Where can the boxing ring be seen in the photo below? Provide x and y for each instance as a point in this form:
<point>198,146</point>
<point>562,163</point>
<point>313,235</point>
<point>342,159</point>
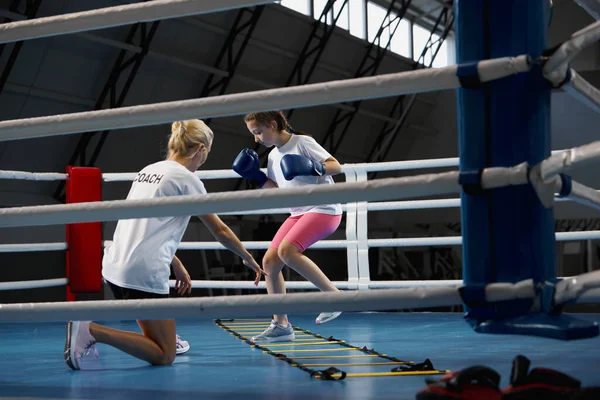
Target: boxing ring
<point>509,287</point>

- **Short task**: Update the records above by swapping every "boxing ring" for "wrestling ring", keeping everything else the same. Omit the pictures from your answer.

- **Result below**:
Where can the wrestling ring be seen in the photo below? Provide x and y for each instance as a point in this form:
<point>198,146</point>
<point>562,163</point>
<point>313,235</point>
<point>342,159</point>
Target: wrestling ring
<point>509,287</point>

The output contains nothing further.